Text block:
--- Begin ---
Slow fft using TF compared to Numpy and Jax

Is it possible to integrate PocketFFT when using a CPU into Tensorflow, which functions like tf.signal.stft and tf.signal.inverse_stft can leverage?

Currently, Tensorflow’s FFT uses EigenFFT, which is almost 3x slower than Numpy and Jax, which use PocketFFT.

There are heaps more details here: tf.signal CPU FFT implementation is slower than NumPy, PyTorch, etc. · Issue #6541 · tensorflow/tensorflow · GitHub

I’m sure many projects would benefit from this investment considering much of what’s done for speech and music these days use STFT data.

print(“seconds (lower is better):”)
print(f"Tensorflow {tf.version}“, timeit.timeit(‘X = tf.signal.rfft(x)’, setup=‘import tensorflow as tf; x = tf.random.normal([50000, 512])’, number=10))
print(f"Tensorflow {tf.version}, double precision”, timeit.timeit(‘X = tf.cast(tf.signal.rfft(tf.cast(x, tf.float64)), tf.complex64)’, setup=‘import tensorflow as tf; x = tf.random.normal([50000, 512])’, number=10))
print("Numpy: ", timeit.timeit(‘X = numpy.fft.rfft(x)’, setup=‘import numpy.fft; import tensorflow as tf; x = tf.random.normal([50000, 512])’, number=10))
--- End ---
Given request 1: In the forum post on TensorFlow FFT speed, which FFT implementation does TensorFlow currently use?
Given request 2: Reproduce the forum post on TensorFlow FFT speed from "Is it possible" up to and including "which use PocketFFT.".
Given request 3: Write a continuation of the forum post on TensorFlow FFT speed, starting after its final line.

Supplied information:
--- Begin ---
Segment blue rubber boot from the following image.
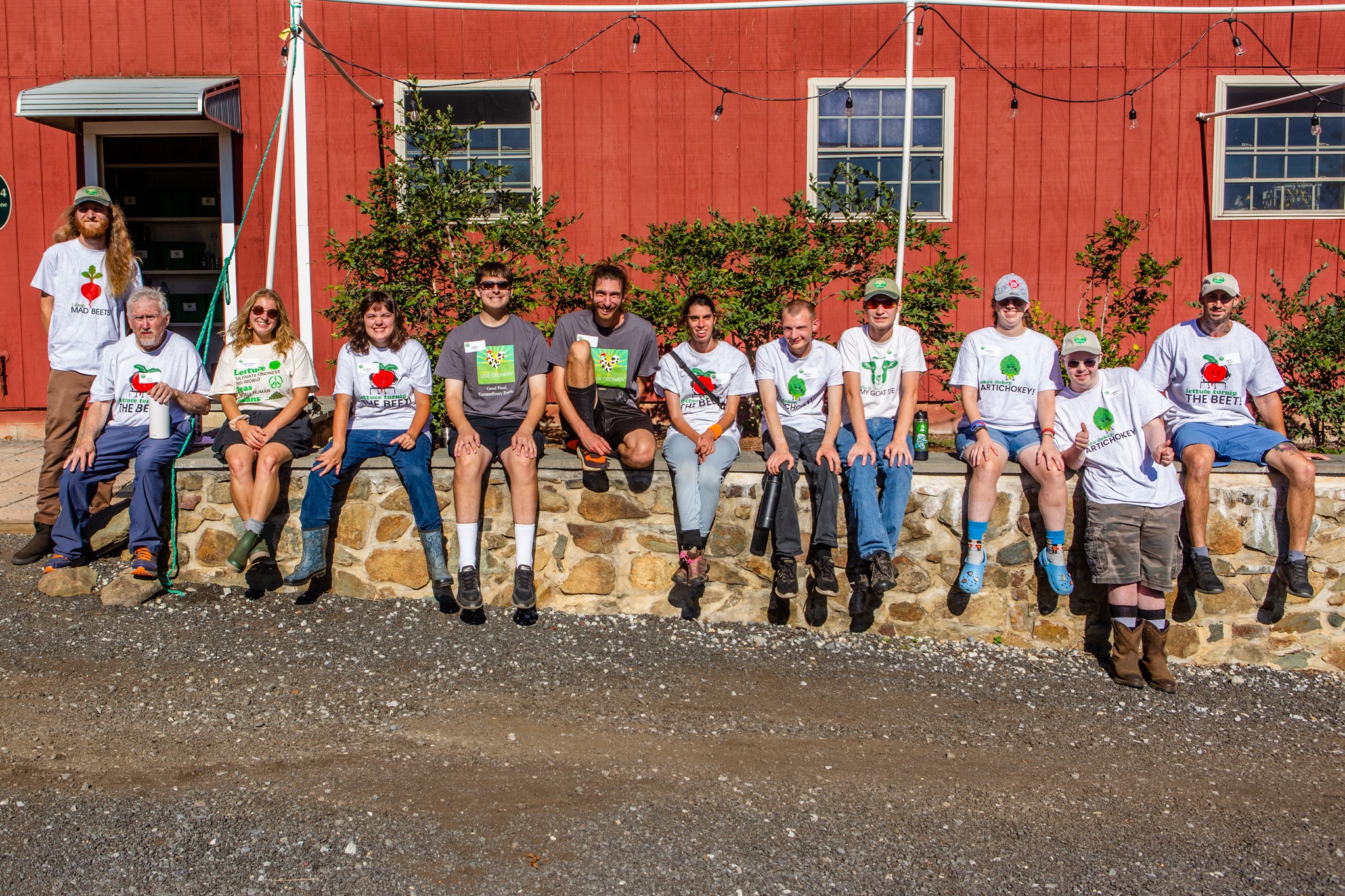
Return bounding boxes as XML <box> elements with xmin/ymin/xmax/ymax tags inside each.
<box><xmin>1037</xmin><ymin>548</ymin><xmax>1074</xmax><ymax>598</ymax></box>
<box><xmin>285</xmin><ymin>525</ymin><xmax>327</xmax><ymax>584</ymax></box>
--- End ---
Response 1: EigenFFT.

Response 2:
Is it possible to integrate PocketFFT when using a CPU into Tensorflow, which functions like tf.signal.stft and tf.signal.inverse_stft can leverage?

Currently, Tensorflow’s FFT uses EigenFFT, which is almost 3x slower than Numpy and Jax, which use PocketFFT.

Response 3:
print("Jax: ", timeit.timeit(‘jnp.fft.rfft(x).block_until_ready()’, setup=‘import jax.numpy as jnp; import tensorflow as tf; x = tf.random.normal([50000, 512]).numpy()’, number=10))

seconds (lower is better):
Tensorflow 2.9.1 5.495112890999991
Tensorflow 2.9.1, double precision 7.629201937000033
Numpy: 2.1803204349999987
Jax: 1.4081462569999985

TL;DR: it’s complicated. For individual matrix operations on CPU, JAX is often slower than NumPy, but JIT-compiled sequences of operations in JAX are often faster than NumPy, and once you move to GPU/TPU, JAX will generally be much faster than NumPy.

@Ramyar_Jahani I noticed an almost 3x speed improvement using both jax and numpy on CPU, compared to Tensorflow.
I’m able to wrap numpy’s fft in a tf.py_function, and use jax’s fft using jax2tf.convert.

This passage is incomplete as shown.